_Extract_:

Lawbreakers should not receive state benefits
I am a state employee. I am taking my monthly unpaid furlough days to help my state navigate this financial crisis. My supervision pay has been taken. My longevity pay was removed and there have been no salary increases for several years. In short, I am on a fixed income.
Like many other Nevada citizens, I have adjusted my spending down to absorb this loss of income. I have also reduced my living expenses down to what I spent in the 1980s.
I hope that this is the end of the cuts for state employees. If not, I hope that the Legislature will look first to end the funding for illegal aliens and those Nevada citizens who have become professional welfare recipients. Once this drain on the economy is stopped, then look to me for another cut.
It is no secret that many illegal aliens qualify for Section 8 housing or subsidized rent, food stamps and health care. Many of their children require bilingual teachers and books and receive free or low-cost lunches in schools. They also qualify for relief from high energy bills. Nevada taxpayers pay for Spanish language signs on state buildings and offices and provide printed materials in other than the English language.
Regardless of their home country, lawbreakers who invade this country and our state should not receive the same benefits as American citizens.
Center Project needs to go to voters
The Nevada Appeal states that the company that is being used to evaluate the Nugget project is also planning to develop it. What do you think their findings will reflect?
Was anyone from Nevada, especially Carson City, asked to do this first?
Is this project and its pending sales tax going to wind up on a ballot anytime soon? Car dealers and coat factories didn't either.

_Data supplied_:

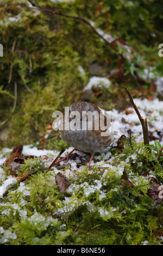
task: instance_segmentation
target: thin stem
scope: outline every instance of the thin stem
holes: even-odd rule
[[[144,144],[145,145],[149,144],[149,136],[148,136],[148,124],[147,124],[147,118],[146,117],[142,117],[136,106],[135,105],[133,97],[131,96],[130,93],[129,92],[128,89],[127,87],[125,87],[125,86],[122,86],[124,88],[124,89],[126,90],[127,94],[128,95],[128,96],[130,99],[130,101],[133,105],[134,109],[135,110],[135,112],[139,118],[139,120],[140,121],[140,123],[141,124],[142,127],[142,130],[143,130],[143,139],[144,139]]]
==
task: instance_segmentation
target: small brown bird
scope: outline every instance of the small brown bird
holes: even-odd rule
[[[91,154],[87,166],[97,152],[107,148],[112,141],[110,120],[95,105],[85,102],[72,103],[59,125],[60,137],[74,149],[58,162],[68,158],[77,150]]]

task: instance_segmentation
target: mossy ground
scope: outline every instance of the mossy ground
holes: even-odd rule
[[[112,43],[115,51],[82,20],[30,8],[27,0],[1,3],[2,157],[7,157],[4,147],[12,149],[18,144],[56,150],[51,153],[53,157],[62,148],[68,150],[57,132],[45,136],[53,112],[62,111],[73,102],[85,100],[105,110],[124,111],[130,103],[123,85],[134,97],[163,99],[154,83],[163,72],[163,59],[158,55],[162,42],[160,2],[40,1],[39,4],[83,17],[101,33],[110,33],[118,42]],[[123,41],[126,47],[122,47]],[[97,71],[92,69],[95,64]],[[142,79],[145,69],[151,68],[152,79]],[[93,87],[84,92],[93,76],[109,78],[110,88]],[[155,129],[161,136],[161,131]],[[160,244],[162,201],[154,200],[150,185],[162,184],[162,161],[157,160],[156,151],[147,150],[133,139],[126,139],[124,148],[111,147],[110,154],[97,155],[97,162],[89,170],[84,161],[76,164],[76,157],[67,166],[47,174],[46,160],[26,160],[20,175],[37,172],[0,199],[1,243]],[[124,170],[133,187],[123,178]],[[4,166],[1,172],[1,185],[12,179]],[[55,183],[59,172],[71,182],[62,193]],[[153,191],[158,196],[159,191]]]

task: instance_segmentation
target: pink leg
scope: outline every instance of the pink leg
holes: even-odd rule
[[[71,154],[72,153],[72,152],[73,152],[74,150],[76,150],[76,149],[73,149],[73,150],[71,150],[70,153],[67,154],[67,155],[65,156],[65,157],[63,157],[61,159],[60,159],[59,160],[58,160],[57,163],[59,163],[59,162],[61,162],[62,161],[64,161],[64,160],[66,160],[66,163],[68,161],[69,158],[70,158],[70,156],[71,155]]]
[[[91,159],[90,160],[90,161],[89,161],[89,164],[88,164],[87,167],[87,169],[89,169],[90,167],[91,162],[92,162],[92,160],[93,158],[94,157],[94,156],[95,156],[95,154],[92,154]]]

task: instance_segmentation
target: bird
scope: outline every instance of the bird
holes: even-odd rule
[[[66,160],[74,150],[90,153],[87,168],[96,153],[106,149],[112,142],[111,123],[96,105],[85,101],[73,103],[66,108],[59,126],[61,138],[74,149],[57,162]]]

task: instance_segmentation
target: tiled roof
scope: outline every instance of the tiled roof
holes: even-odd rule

_Problems to solve_:
#1 From the letters, reproduce the passage starting with "I hope that this" and going on through "for another cut.".
#2 According to the letters, which newspaper reported that the company evaluating the Nugget project is also planning to develop it?

_Per-task outputs_:
#1
I hope that this is the end of the cuts for state employees. If not, I hope that the Legislature will look first to end the funding for illegal aliens and those Nevada citizens who have become professional welfare recipients. Once this drain on the economy is stopped, then look to me for another cut.

#2 The Nevada Appeal.